* _Objetivo 1_:
Selecciona en los registros de abajo cada línea donde aparezca la palabra "heavy" y cópiala tal cual.

La metrópolis sucumbirá ante las contradicciones insuperables provocadas por el desarrollismo económico y la guerra contra la naturaleza; la espiral de destrucción en la que se halla inmersa la conducirá a la ruina. La regeneración social dependerá de la importancia y determinación de los sujetos colectivos generados por los antagonismos al ser exacerbados por las crisis catastróficas —«corralitos»—, desvalorización de activos, desabastecimiento generalizado, parálisis del transporte, penuria energética, apagón informático, etc. Dicho de manera más sencilla, las transformaciones sociales radicales se supeditarán a los resultados de las confrontaciones masivas de las masas desalienadas con el poder establecido. Nos referimos a una lucha de clases de nuevo tipo, con anclajes urbanos (cuestión de la vivienda), rurales (defensa del territorio) y medioambientales (soberanía alimentaria), marcadamente anticapitalista, antiestatal, antirracista y antipatriarcal. En otro lugar trataremos ampliamente el tema. Hoy nos atrae más reflexionar sobre las peculiaridades de la posmetrópolis en el poscapitalismo. Con total evidencia, el desmantelamiento de las relaciones de mercado, y por consiguiente, el desmantelamiento de los sistemas metropolitanos no será tarea fácil, puesto que en todo momento el capitalismo, explotando las dificultades de la lucha por la igualdad, la justicia y el bienestar que podrían suscitar la subsistencia de instituciones del orden derrocado, y apoyándose en los sistemas tecnológicos residuales, intentará reproducirse o recomponerse. El proceso de desmantelamiento en Europa debutará con una fase caótica en la que movimientos hacia el campo repobladores y anti-industriales se alternarán con movimientos urbanos asamblearios redistributivos, acompañados de la okupación de viviendas vacías, los mercadillos de trueque y la emancipación de las periferias. Un caos que funcione —que evolucione hacia la auto-organización— será siempre mejor que un ordenamiento autoritario de la demolición metropolitana bajo pretexto de eficacia. ¡Cuidado con los dirigentes disfrazados de coordinadores! El municipalismo revolucionario —léase la revitalización de los barrios y la socialización del hábitat del suelo, de los edificios, de los caminos y las calles— será cosa de las bases activas, no de los aparatos por más representatividad que se atribuyan.

* _Registros mostrados_:

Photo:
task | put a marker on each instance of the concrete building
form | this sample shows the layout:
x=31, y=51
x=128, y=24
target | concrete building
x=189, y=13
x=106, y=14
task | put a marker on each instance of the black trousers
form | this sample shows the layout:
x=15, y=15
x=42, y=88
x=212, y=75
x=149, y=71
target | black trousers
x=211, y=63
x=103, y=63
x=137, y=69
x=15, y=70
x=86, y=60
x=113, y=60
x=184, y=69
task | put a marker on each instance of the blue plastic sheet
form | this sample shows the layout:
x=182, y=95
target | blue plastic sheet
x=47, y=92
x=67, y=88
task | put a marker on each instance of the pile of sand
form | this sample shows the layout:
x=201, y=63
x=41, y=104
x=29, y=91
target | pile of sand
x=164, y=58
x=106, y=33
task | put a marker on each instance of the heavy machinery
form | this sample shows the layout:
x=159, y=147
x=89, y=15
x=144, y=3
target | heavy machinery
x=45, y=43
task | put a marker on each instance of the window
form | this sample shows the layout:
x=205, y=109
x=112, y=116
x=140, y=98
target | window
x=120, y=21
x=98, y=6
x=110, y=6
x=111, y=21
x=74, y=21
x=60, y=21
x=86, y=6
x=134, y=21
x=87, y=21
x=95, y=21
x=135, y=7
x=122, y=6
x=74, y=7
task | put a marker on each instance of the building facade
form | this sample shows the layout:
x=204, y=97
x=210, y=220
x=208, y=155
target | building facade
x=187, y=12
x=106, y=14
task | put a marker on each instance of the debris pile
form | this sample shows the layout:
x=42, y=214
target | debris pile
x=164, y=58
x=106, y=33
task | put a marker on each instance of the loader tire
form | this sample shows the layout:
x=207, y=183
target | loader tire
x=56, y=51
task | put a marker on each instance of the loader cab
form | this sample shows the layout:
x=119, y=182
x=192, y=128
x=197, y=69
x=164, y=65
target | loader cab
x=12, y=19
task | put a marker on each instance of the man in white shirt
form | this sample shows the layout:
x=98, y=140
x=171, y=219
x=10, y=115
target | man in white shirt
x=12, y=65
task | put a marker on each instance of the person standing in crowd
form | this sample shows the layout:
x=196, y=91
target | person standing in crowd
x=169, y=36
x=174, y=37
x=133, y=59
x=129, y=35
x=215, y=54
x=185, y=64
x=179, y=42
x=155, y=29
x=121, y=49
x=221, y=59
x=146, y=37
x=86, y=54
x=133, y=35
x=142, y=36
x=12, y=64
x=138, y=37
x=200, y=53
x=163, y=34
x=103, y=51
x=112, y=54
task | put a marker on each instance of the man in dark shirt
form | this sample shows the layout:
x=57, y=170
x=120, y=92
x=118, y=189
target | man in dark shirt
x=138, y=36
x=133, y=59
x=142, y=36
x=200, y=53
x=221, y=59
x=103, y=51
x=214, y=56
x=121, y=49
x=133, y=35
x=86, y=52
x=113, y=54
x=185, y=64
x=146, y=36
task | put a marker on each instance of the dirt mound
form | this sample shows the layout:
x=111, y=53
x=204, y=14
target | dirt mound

* _Objetivo 2_:
Escribe cómo sigue el texto sobre el fin de la metrópolis, empezando justo después de su última frase.

* _Respuesta 1_:
task | put a marker on each instance of the heavy machinery
target | heavy machinery

* _Respuesta 2_:
La abolición del capitalismo y la inherente derogación de todas sus leyes nos lleva a un concepto subsistencial de la economía, al oikos, es decir, a la economía sustantiva (Polanyi) o moral (Thompson), o dicho de otro modo, a la economía doméstica sin mercado. Es la economía de la reciprocidad, de la gratuidad, de los cuidados, del don, del intercambio sin dinero… Economía del potlach, como proponían Bataille y los situacionistas; economía circular, como impone la relación equilibrada con el medio ambiente. El beneficio privado, la tecnología productivista, la formación de capitales y sobre todo su acumulación, quedan excluidos por definición. Ahora por economía se entiende una actividad específica que no acapara la vida de las personas ni domina el funcionamiento de las instituciones sociales; la vida vuelve a ser política, o sea, literalmente ciudadana. Conviene aclarar que la ruralización del espacio liberado por la desmetropolitanización no significa la vuelta al paleolítico, como postulan las escuelas primitivistas y anticivilitorias, o el retorno al concejo campesino del Medioevo, fórmula convivencial idealizada por quienes, como Antonio de Guevara, menosprecian la Corte y alaban la aldea. Paradójicamente, la desurbanización de los sistemas conurbados es más bien una vuelta a la ciudad en el sentido profundo del término. Evidentemente, no hay vuelta posible al pasado, a las ciudades-jardín, a los falansterios, a los burgos comerciales o villas «francas», a los concejos abiertos castellanos o a la polis griega, por más que el ejemplo de las ciudades precapitalistas y los tradicionales municipios agrarios no sea desechable en absoluto. El dinamismo cultural, la arquitectura popular, los descubrimientos científicos, el desarrollo del derecho, las prácticas democráticas, etc., son aportaciones históricas irrenunciables. Pero el movimiento de la historia hace imposible la pura reversión y ridiculiza las ideologías pasadistas. Una sociedad sin capitalismo se estructurará no solo con comunidades aldeanas, sino con ciudades libres. Justamente la simbiosis de estas dos realidades, cada una con su propio ritmo y tiempo, es la que sentará las bases de una sociedad igualitaria, justa, solidaria y emancipada.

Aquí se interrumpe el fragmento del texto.